#### EXERCISE DETAILS
Only the lines from the one containing "large green leaf -> point" through the end of the entries should be repeated, exactly as they appear, first and last included.

··· INPUT DATA

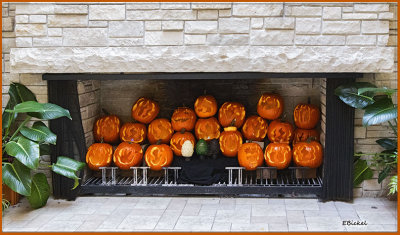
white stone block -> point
(271, 37)
(195, 39)
(257, 9)
(341, 27)
(331, 13)
(374, 27)
(279, 23)
(163, 38)
(106, 12)
(360, 40)
(125, 29)
(234, 25)
(201, 26)
(207, 14)
(172, 25)
(308, 25)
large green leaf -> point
(68, 167)
(349, 94)
(26, 151)
(18, 177)
(39, 132)
(381, 111)
(361, 172)
(40, 191)
(46, 111)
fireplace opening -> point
(89, 96)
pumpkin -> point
(99, 155)
(301, 135)
(183, 118)
(133, 132)
(255, 128)
(127, 155)
(205, 106)
(278, 155)
(178, 139)
(306, 116)
(231, 111)
(145, 110)
(250, 156)
(160, 129)
(280, 132)
(106, 129)
(308, 154)
(158, 156)
(230, 141)
(207, 129)
(270, 106)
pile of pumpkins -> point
(174, 137)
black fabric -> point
(203, 172)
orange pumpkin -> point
(255, 128)
(99, 155)
(207, 129)
(270, 106)
(106, 129)
(178, 139)
(306, 116)
(127, 155)
(280, 132)
(230, 141)
(160, 129)
(158, 156)
(278, 155)
(230, 111)
(205, 106)
(183, 118)
(134, 132)
(145, 110)
(301, 135)
(250, 156)
(308, 154)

······

#### RESULT
large green leaf -> point
(68, 167)
(349, 94)
(26, 151)
(18, 177)
(39, 132)
(381, 111)
(361, 172)
(40, 191)
(46, 111)
fireplace opening -> point
(89, 96)
pumpkin -> point
(99, 155)
(301, 135)
(183, 118)
(133, 132)
(255, 128)
(127, 155)
(205, 106)
(278, 155)
(178, 139)
(306, 116)
(231, 111)
(145, 110)
(250, 156)
(160, 129)
(280, 132)
(106, 129)
(308, 154)
(158, 156)
(230, 141)
(207, 129)
(270, 106)
pile of pumpkins -> point
(174, 137)
black fabric -> point
(203, 172)
orange pumpkin -> point
(255, 128)
(99, 155)
(207, 129)
(270, 106)
(106, 129)
(178, 139)
(306, 116)
(127, 155)
(280, 132)
(230, 141)
(160, 129)
(158, 156)
(278, 155)
(230, 111)
(205, 106)
(183, 118)
(134, 132)
(145, 110)
(301, 135)
(250, 156)
(308, 154)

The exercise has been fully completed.